WORK REQUEST 1:
Please return the stretch of the dog-training article from "Miles, a 3-year-old" through "Virginia Healthcare Coalition." word for word.
WORK REQUEST 2:
Summarize the dog-training article in two sentences.

EXTRACT TO READ:
========================================================================

NEWPORT NEWS, Va. (WAVY) — James Overton with American K-9 Interdiction trains dogs to detect explosives, drugs and bed bugs.

But the COVID-19 virus? They apparently can do that, too.

“I was extremely skeptical of it,” he said. Then the dogs proved him wrong.

10 On Your Side went to watch a training session at Bon Secours Maryview Medical Center in Portsmouth. Inside a large room, he had seven buckets set up with tubes attached. Inside each of the tubes was a sample taken from a cheek swab of patients. Six were COVID-19 negative and one was positive.

Overton and his training partner brought in the dogs one by one and let their sniffers go to work.

“What the dogs are looking for is what they call a “volatile organic compound,” VOC, that’s what gives off the odor for everything in the world and we know that the viruses don’t have a lot of molecular weight behind them, so it gives off a very small amount of VOC. That was our concern initially going into this,” Overton said.

Miles, a 3-year-old chocolate lab, started sniffing and went right to the positive sample. He did it again and again.

There are three dogs in the program. They’ve been training for about five months, and right now they’re about 90% accurate, according to Overton.

“It’s been really interesting watching,” said Jan Phillips, the vice president of nursing with Bon Secours Mary Immaculate in Newport News, one of the hospitals providing the samples. The trainers are also getting samples from other Bon Secours and Sentara hospitals through a partnership with the Eastern Virginia Healthcare Coalition.

========================================================================

GIVEN RECORDS:
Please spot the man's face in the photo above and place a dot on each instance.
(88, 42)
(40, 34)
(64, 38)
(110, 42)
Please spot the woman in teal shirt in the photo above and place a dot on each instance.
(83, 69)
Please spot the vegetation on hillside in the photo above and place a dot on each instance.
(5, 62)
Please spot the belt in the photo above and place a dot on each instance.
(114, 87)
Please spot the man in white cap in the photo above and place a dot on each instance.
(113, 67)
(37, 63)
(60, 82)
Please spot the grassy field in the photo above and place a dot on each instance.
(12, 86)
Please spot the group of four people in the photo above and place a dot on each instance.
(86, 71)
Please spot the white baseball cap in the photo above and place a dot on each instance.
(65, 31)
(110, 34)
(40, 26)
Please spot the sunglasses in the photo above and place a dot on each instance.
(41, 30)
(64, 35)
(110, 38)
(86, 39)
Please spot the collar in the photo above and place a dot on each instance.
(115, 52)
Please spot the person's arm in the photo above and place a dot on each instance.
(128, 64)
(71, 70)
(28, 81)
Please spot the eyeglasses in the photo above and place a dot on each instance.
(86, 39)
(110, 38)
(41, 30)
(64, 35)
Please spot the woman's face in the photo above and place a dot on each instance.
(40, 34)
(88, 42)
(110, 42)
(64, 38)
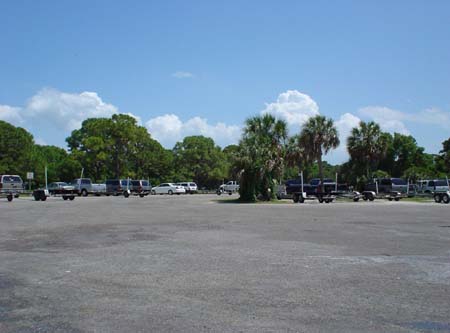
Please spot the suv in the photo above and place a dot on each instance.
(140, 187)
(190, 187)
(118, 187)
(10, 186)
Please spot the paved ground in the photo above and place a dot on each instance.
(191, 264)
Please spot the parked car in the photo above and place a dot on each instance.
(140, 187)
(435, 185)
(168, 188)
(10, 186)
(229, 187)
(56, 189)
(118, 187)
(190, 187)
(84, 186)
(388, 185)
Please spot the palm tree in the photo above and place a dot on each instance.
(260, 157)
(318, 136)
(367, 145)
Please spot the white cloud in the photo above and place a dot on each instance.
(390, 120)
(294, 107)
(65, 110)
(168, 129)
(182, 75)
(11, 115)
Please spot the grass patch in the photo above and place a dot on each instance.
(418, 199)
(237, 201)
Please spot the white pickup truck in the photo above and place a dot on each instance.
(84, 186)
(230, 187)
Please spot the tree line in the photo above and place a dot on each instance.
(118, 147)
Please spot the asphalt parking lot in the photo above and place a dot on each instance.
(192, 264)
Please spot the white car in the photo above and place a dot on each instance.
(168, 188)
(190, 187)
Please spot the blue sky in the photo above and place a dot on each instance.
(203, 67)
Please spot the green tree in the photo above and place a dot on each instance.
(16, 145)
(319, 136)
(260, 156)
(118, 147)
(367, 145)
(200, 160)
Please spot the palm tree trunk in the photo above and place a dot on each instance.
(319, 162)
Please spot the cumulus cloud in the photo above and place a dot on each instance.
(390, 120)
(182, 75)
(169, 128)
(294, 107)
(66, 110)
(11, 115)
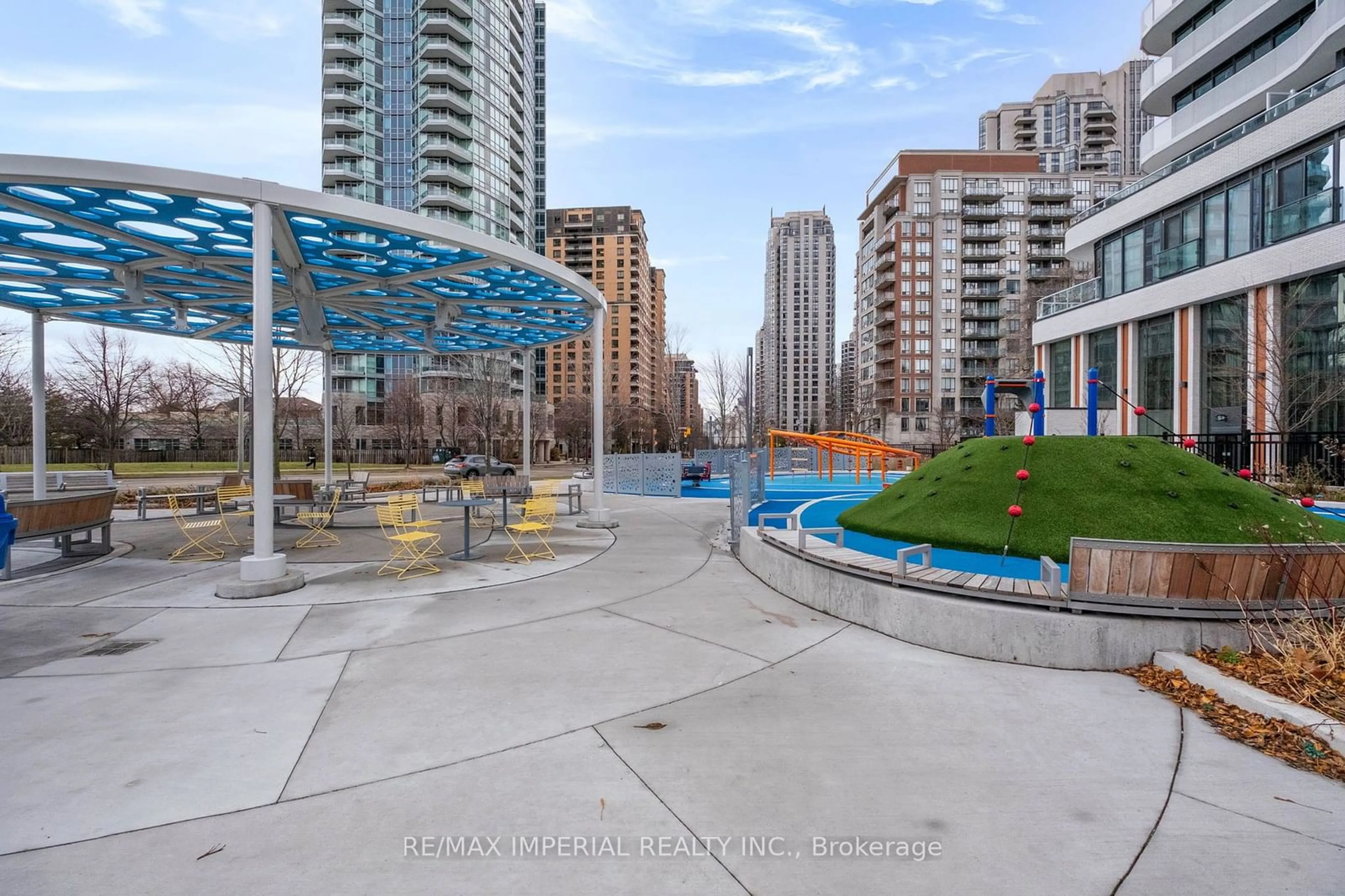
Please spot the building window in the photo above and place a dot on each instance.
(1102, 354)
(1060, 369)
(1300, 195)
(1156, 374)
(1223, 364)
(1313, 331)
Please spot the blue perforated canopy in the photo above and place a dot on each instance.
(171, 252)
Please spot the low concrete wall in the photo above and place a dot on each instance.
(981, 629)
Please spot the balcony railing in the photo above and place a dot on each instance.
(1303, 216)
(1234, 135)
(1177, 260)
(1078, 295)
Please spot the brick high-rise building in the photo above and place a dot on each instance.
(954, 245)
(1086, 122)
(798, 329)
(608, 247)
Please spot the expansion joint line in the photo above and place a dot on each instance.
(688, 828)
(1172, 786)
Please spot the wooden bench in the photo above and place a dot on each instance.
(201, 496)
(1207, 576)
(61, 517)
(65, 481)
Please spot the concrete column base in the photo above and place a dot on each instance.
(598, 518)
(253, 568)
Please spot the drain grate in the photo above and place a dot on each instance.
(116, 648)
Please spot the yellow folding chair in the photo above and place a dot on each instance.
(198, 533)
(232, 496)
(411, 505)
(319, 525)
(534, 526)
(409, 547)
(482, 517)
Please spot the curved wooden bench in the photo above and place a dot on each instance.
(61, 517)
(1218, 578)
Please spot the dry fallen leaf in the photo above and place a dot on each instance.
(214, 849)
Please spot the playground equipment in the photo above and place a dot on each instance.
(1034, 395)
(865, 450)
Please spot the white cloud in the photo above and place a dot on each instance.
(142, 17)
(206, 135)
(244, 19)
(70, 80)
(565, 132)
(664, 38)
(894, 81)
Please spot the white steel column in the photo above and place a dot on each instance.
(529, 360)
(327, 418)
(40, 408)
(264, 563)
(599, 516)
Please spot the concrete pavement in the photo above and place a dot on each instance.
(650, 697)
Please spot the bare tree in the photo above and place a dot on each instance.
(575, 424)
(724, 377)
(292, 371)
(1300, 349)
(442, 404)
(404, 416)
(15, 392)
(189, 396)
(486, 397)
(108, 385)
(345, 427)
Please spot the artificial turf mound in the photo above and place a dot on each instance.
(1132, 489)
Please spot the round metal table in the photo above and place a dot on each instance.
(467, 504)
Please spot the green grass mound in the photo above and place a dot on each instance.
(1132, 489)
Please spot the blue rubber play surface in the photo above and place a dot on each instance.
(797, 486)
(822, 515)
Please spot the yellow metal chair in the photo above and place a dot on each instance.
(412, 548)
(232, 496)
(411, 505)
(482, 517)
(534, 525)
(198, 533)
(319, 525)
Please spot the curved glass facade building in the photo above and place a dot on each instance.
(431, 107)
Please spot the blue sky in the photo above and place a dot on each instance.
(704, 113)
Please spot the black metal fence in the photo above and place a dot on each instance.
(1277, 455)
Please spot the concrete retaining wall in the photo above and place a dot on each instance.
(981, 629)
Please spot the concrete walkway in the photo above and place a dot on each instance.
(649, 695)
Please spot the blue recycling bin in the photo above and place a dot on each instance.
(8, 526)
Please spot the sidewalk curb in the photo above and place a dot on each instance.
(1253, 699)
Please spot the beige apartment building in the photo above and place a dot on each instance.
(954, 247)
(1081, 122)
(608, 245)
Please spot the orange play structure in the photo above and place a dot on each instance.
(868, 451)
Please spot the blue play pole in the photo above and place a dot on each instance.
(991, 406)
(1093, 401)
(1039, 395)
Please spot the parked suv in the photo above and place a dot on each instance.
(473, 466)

========================================================================

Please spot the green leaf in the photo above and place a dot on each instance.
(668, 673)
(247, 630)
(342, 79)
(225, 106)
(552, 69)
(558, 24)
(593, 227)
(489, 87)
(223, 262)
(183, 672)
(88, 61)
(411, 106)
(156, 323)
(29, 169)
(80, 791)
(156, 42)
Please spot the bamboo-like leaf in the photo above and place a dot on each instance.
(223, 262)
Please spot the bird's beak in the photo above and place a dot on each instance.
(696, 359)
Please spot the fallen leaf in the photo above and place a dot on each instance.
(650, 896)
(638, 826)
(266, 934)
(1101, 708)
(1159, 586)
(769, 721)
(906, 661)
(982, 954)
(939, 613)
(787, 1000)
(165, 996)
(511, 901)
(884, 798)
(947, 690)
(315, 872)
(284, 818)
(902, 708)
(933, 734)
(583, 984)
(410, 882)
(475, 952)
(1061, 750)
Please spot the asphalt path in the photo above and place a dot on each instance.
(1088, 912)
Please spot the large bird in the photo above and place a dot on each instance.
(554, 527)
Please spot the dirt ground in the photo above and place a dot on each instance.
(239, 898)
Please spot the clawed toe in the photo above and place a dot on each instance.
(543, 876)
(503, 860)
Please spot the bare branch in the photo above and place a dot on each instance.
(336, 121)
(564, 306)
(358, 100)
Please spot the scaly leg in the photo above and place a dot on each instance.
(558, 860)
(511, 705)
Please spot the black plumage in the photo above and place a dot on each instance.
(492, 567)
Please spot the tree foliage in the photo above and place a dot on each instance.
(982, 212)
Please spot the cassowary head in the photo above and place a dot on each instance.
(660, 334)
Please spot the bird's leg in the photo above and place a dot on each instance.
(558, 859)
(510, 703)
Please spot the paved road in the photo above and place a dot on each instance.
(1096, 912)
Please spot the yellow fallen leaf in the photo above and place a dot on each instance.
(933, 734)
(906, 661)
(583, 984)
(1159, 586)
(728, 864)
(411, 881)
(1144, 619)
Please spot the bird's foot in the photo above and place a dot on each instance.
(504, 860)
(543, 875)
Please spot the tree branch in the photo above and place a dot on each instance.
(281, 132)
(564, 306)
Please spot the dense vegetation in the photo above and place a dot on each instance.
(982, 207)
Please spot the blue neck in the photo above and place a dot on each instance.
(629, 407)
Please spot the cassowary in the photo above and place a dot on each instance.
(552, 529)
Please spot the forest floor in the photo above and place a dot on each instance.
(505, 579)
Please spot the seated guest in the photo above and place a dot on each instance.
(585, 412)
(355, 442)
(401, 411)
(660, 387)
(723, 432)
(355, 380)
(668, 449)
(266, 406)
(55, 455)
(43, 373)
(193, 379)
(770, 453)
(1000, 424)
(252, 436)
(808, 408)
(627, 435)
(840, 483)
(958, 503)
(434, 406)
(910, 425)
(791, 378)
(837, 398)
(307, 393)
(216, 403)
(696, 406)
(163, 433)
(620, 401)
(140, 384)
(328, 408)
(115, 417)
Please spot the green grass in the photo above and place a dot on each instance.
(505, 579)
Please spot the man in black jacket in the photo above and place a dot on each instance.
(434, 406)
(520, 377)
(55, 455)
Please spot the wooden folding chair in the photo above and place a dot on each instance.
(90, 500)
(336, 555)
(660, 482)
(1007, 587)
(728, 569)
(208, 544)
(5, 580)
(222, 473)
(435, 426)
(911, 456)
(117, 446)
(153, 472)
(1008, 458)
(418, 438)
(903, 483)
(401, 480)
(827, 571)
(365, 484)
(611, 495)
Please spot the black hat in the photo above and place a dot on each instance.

========================================================================

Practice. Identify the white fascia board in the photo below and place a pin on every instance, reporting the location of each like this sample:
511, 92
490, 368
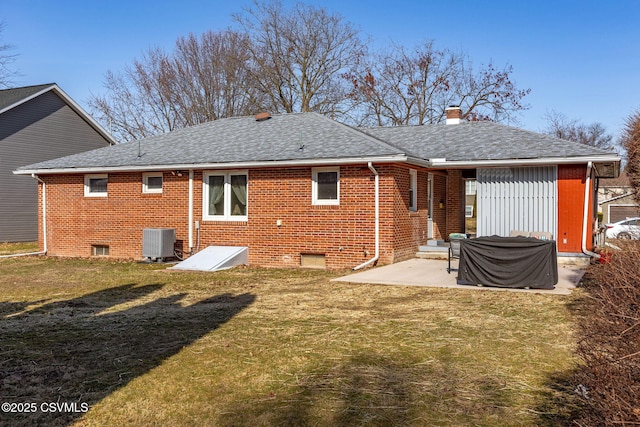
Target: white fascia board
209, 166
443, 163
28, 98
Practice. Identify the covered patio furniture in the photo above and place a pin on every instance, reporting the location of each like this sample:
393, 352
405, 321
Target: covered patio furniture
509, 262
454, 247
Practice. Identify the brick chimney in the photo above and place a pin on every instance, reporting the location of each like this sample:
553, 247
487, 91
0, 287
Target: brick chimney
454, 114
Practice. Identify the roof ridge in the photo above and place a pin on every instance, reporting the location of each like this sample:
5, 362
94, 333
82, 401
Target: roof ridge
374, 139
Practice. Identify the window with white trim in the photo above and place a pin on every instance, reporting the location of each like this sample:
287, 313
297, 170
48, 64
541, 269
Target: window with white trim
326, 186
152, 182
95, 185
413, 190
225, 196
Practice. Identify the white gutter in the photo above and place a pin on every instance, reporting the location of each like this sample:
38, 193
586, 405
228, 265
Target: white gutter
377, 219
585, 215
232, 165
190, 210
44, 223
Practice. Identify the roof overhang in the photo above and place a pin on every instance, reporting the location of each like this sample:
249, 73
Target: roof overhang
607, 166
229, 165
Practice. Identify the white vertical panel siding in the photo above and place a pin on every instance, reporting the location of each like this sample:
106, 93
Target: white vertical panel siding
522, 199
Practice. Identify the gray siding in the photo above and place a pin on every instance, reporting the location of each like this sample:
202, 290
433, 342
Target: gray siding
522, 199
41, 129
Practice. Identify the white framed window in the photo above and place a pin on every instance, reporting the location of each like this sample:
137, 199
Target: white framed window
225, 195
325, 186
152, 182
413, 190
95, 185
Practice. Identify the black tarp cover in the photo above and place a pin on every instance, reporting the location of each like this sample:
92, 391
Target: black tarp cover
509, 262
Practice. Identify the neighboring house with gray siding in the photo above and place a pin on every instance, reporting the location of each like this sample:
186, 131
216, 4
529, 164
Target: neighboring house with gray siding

========================================================================

FINAL ANSWER 1:
Miles, a 3-year-old chocolate lab, started sniffing and went right to the positive sample. He did it again and again.

There are three dogs in the program. They’ve been training for about five months, and right now they’re about 90% accurate, according to Overton.

“It’s been really interesting watching,” said Jan Phillips, the vice president of nursing with Bon Secours Mary Immaculate in Newport News, one of the hospitals providing the samples. The trainers are also getting samples from other Bon Secours and Sentara hospitals through a partnership with the Eastern Virginia Healthcare Coalition.

FINAL ANSWER 2:
James Overton of American K-9 Interdiction, who trains dogs to detect explosives, drugs and bed bugs, was extremely skeptical that dogs could detect COVID-19 until the dogs proved him wrong. At a training session at Bon Secours Maryview Medical Center, a 3-year-old chocolate lab named Miles repeatedly went right to the one positive sample among seven cheek-swab samples, and Overton says the program's three dogs are about 90% accurate after about five months of training.